◆ **YOUR TASK**:
Each line below should be written out exactly, with none skipped.
[Start of section]
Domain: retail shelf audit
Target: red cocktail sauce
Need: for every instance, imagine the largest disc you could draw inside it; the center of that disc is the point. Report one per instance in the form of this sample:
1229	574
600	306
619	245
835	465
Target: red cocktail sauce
[End of section]
◆ **RESPONSE FOR THIS EXERCISE**:
Domain: retail shelf audit
Target: red cocktail sauce
Need: for every instance, imagine the largest disc you could draw inside it; the center of that disc is the point. Report one per instance in the form of this sample:
1229	574
600	306
619	245
835	465
Target: red cocktail sauce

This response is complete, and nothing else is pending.